**Aim of the exercise**: Please repeat the lines below word for word, leaving the pictures out of your answer.

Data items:
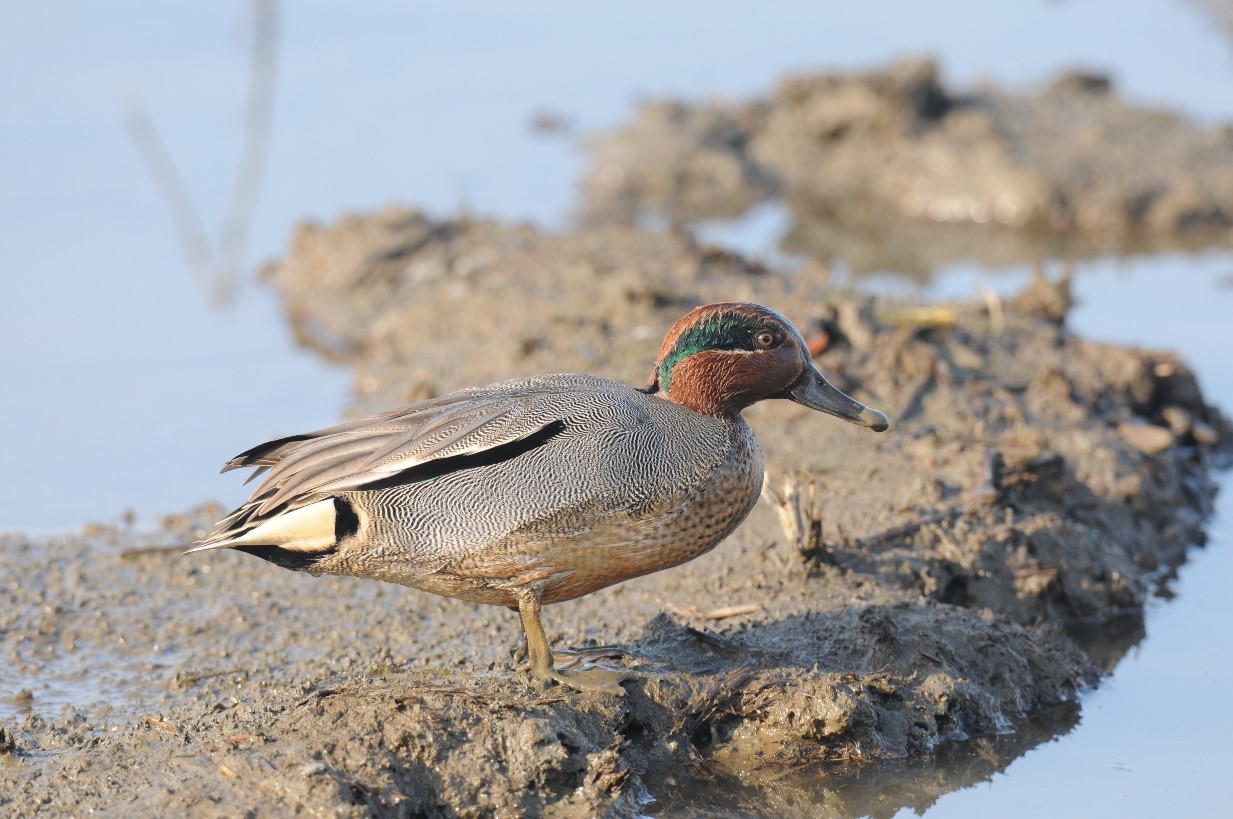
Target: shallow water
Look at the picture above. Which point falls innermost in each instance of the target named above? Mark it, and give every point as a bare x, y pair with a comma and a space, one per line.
127, 390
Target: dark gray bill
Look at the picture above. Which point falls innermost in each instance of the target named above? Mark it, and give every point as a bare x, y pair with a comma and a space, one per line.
816, 392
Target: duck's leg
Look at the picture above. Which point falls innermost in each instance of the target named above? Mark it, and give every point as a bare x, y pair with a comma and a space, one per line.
540, 658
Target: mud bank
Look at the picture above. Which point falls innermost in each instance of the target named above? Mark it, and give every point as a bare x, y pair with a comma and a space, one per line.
895, 169
895, 595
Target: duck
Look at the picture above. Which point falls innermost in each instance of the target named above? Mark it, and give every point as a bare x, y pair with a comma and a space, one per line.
539, 490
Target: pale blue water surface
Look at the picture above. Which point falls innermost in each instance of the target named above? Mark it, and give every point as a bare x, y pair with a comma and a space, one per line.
122, 387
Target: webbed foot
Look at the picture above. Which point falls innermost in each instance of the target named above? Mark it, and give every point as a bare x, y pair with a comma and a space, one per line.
596, 679
576, 658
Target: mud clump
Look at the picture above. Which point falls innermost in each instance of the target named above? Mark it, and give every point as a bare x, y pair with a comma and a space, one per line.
893, 595
893, 168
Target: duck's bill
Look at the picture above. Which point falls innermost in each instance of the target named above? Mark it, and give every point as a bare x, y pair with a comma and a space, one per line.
816, 392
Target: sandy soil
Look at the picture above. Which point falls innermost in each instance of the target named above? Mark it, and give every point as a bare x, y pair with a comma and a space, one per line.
895, 169
904, 598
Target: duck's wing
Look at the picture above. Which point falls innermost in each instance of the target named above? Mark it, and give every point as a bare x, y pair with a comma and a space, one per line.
414, 442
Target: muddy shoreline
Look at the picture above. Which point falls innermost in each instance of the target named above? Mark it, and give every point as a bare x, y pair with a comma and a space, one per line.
1032, 479
893, 601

**Answer below**:
Target: shallow water
Look at the picture above. Which point falls innermost in each instance of the target named above? Mark it, and give every point as a bare x, y pair with a comma and a space, one per line.
127, 390
Target: dark gray bill
Look at the picture above. Which point falls innermost in each instance of the target named above? Mark it, and give every point as a bare x, y pair with a comma and a space, one per line.
816, 392
Target: duck's leg
Look at the picture above. Which point falls innermost in each instance of the target named above? Mark it, and give every point as a bare x, y pair with a comma and a space, one per line.
540, 658
Target: mud bank
Look at the picture above. Which point falls innermost in each instance of the target named above? Mark it, and give every point as a bare x, y pair with a comma and a space, one per line.
895, 169
895, 595
Target: duck
Look at the picture above. Which point falls innermost in each instance of the target named above? Mark it, and give every point as a bare x, y pair with a comma and a space, one per line.
539, 490
Target: pale blue water surface
Look at the picture above. Which point falls innermost in each instance of the target named above? Mark it, and give every point as a bare x, y pair with a comma and a space, one per line.
122, 387
Target: webbed foot
Look at the picture above. Which point falls innermost in each instance of the target named above? Mark it, and give every point as a bare x, y pair with a comma and a space, one per line.
596, 679
576, 658
Target: mud clump
Look at the picture above. Which point falls innermost in each instance of the target named above? Mark it, and give every point as a bare x, y pair with a comma and a space, one per line.
893, 595
893, 168
Target: duck's bill
Look at the picture above. Which point falls innermost in each instance of the target named above? Mark it, and give every point as a bare x, y pair with a comma and a space, one per line.
816, 392
Target: sandy soil
Look at the picture above. Which point falls innermost in each instance of the target named above? Mark it, and give every point as a bare x, y pair with a comma and a space, one per line.
895, 169
904, 598
Target: duck's wing
Look at the picture above. Which point falls innermost in each instance of the target named above? Mark it, and give every point as a bare x, y pair with a comma and a space, one per line.
414, 442
Target: muddy shoreline
Look at the picture above. Which point falls innermost in each instance of the target named above? Mark it, and give every point as a bare x, y pair with a comma and a space, one per line.
1032, 479
893, 601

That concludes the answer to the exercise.